_Source document_.
'''

I came across the blog written by a student from CNLU on the reality of placements in NLUs and I thought how I’d shed some light on how the law firms (most of them) treat their interns/future employees.


Getting In

I think I have more luck climbing Mount Everest twice without oxygen then getting my CV noticed by any of the Top Tier Law Firms. The months of June and July (which are an off for almost all law schools) are when most law students apply for an internship. This is what happens:

I apply, I follow up. I try every trick in the book. The fact that I am from one the top-ten colleges in India (read non-NLU, read the great Outlook rating), the fact that I am one of the batch toppers and the fact that I have some additional knowledge in my interest area does not seem to interest the HRs.

Then my fellow batch-mate’s (who has never come to college, I doubt if he ever made a CV) uncle’s uncle who knows some partner in some law firm makes a phone call and there he has my dream internship.

For one, I’ve always seen them discriminate CVs. I have never understood what do the law firms look for in the CV.

If you need experience, how do I get that when you won’t give me the chance to intern?

'''

_Data shown_.
'''

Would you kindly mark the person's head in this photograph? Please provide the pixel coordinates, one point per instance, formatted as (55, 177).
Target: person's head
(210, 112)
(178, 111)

'''

From the blog post on law firm internships, reproduce word for word the passage between "I apply, I follow" and "my dream internship.", inclusive. Work only from the blog post on law firm internships and leave the material aside.

_Result of this exercise_.
I apply, I follow up. I try every trick in the book. The fact that I am from one the top-ten colleges in India (read non-NLU, read the great Outlook rating), the fact that I am one of the batch toppers and the fact that I have some additional knowledge in my interest area does not seem to interest the HRs.

Then my fellow batch-mate’s (who has never come to college, I doubt if he ever made a CV) uncle’s uncle who knows some partner in some law firm makes a phone call and there he has my dream internship.